Rescale the answer coordinates by multiplying each by 0.4 and rounding to whole numbers, with halves rounding up. Copy every line of the data from its start through the line that contains "[(277, 205)]", with all other text unchanged, and leave the pictures out.

(begin)

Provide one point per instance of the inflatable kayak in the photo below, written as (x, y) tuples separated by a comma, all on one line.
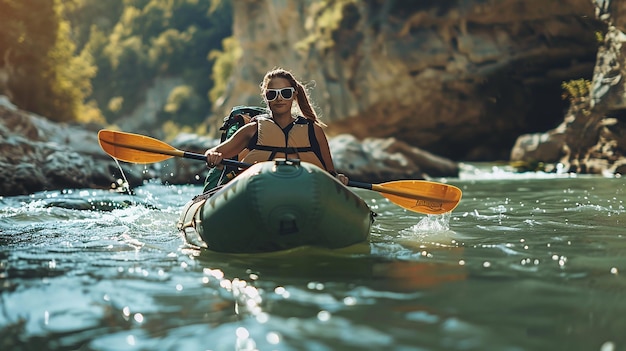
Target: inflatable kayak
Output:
[(277, 205)]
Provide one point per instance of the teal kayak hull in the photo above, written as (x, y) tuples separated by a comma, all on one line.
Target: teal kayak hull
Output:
[(278, 205)]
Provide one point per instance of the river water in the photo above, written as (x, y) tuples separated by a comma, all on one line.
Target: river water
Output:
[(525, 262)]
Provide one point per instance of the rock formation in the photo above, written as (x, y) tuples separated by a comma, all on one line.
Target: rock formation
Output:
[(460, 79), (592, 136)]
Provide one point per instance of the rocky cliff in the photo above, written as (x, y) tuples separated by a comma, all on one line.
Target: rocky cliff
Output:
[(592, 136), (462, 79)]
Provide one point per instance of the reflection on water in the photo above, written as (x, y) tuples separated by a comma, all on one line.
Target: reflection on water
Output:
[(525, 262)]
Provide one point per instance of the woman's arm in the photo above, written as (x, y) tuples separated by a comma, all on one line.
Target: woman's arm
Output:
[(326, 155)]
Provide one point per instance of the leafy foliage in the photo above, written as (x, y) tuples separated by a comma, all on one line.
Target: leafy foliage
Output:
[(40, 72), (92, 59)]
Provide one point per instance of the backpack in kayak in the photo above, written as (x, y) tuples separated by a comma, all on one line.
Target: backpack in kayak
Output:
[(238, 117)]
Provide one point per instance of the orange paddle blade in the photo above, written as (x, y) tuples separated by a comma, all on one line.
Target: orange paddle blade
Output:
[(421, 196), (135, 148)]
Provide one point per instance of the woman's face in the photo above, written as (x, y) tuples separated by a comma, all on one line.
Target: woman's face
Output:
[(275, 93)]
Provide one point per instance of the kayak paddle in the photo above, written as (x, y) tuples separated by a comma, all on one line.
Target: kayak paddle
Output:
[(414, 195)]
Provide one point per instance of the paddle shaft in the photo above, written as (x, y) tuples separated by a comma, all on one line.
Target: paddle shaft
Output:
[(233, 163), (178, 153), (414, 195)]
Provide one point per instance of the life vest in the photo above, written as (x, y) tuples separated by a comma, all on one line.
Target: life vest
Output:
[(297, 140)]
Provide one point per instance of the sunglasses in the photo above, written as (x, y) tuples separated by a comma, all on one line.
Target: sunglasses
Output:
[(285, 93)]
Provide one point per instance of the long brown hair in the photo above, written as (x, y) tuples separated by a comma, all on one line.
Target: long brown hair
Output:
[(302, 95)]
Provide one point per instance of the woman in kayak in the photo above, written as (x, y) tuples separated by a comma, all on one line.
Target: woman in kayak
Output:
[(280, 134)]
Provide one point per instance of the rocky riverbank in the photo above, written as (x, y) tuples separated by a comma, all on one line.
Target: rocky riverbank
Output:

(end)

_Solution below:_
Provide one point per instance of the inflatable kayak in the photo below, written as (x, y) tuples separated by a comma, all on one line.
Target: inflatable kayak
Output:
[(111, 82)]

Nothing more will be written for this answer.